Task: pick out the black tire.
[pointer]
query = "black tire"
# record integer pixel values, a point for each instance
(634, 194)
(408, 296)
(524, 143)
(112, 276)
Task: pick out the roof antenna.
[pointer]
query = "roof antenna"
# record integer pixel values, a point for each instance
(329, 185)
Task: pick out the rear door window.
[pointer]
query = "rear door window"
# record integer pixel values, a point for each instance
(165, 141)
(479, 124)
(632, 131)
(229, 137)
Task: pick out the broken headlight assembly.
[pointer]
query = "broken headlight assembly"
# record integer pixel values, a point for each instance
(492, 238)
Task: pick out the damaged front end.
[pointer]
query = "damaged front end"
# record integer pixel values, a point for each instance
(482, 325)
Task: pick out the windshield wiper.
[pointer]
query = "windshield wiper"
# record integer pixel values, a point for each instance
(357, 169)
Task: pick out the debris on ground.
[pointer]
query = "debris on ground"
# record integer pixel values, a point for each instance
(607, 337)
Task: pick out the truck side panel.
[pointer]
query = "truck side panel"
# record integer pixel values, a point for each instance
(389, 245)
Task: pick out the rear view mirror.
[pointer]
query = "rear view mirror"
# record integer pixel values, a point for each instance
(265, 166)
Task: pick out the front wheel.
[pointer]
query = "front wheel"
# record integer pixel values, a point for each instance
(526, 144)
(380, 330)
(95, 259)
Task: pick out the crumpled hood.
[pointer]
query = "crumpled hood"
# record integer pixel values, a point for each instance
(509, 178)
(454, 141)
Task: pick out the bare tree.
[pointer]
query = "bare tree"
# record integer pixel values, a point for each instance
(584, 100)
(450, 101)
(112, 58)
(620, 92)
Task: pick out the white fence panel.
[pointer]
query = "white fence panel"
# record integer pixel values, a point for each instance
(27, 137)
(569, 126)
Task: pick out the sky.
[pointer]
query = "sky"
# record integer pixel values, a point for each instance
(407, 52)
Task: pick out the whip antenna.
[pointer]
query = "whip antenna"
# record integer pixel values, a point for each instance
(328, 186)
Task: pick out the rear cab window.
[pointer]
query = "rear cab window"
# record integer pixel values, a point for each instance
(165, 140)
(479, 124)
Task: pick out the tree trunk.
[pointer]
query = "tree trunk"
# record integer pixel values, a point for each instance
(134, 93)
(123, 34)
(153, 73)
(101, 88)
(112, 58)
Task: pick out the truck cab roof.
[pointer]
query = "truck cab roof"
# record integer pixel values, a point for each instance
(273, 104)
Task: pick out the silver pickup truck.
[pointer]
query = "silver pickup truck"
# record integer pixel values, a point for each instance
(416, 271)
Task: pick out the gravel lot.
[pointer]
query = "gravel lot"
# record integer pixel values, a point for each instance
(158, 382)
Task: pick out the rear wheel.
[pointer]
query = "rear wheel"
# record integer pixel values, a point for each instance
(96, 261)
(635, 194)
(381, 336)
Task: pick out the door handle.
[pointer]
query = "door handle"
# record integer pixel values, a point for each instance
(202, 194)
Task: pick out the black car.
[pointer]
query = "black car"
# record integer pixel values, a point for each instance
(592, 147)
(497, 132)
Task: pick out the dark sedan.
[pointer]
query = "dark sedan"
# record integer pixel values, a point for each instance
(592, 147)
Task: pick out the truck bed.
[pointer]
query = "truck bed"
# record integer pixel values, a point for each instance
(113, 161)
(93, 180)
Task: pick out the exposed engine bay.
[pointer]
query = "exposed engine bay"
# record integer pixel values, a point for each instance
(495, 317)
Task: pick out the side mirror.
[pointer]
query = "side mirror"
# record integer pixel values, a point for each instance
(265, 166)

#####

In the listing above, find the line containing "Task: pick out the white fence panel.", then reproduce it and each line after it through the end, exactly and with nothing added.

Correct result:
Task: pick out the white fence panel.
[pointer]
query = "white fence panel"
# record integer pixel values, a point for each instance
(27, 137)
(569, 126)
Task: pick out the sky.
[pointer]
query = "sky"
# record integer pixel values, a point for each instance
(407, 52)
Task: pick out the whip antenna.
[pointer]
query = "whip antenna"
# record integer pixel values, a point for each instance
(328, 186)
Task: pick out the rear cab window.
[pointer]
query = "rear cab window"
# record integer pixel values, a point for each instance
(165, 140)
(479, 124)
Task: pick out the tree trunk.
[pointer]
query = "tree trunk"
# record integer pixel values, a point for each instance
(134, 93)
(123, 34)
(153, 73)
(101, 88)
(112, 58)
Task: pick out the truck cab roof.
[pointer]
query = "truck cab roof"
# record integer pixel values, a point for each instance
(273, 104)
Task: pick out the silver pickup truck.
[pointer]
query = "silver pickup truck"
# record integer pixel values, a point for each instance
(416, 271)
Task: pick out the gravel lot.
[pointer]
query = "gravel lot"
# record integer pixel values, a point for each instance
(158, 382)
Task: pick out the rear wheel.
[pointer]
query = "rear wheel"
# record integer pixel values, a point for each instance
(96, 261)
(635, 194)
(381, 336)
Task: pick out the door handle.
[pointer]
query = "door handle"
# record integer pixel values, a point for each instance
(202, 194)
Task: pick out the black car.
[pointer]
query = "black car"
# record integer pixel values, a point for each instance
(592, 147)
(497, 132)
Task: pick out the dark sedan.
[pointer]
query = "dark sedan"
# record integer pixel values, a point for each instance
(592, 147)
Task: pick out the truck bed.
[pointer]
query = "truck bed"
# record integer pixel values, a point for each instance
(113, 161)
(93, 180)
Task: pick out the exposed engine bay.
[pointer]
query = "exposed engine bay"
# record integer pixel values, a point for each instance
(495, 317)
Task: pick out the side mirror.
[pointer]
query = "side mirror"
# record integer pixel values, a point for each instance
(265, 166)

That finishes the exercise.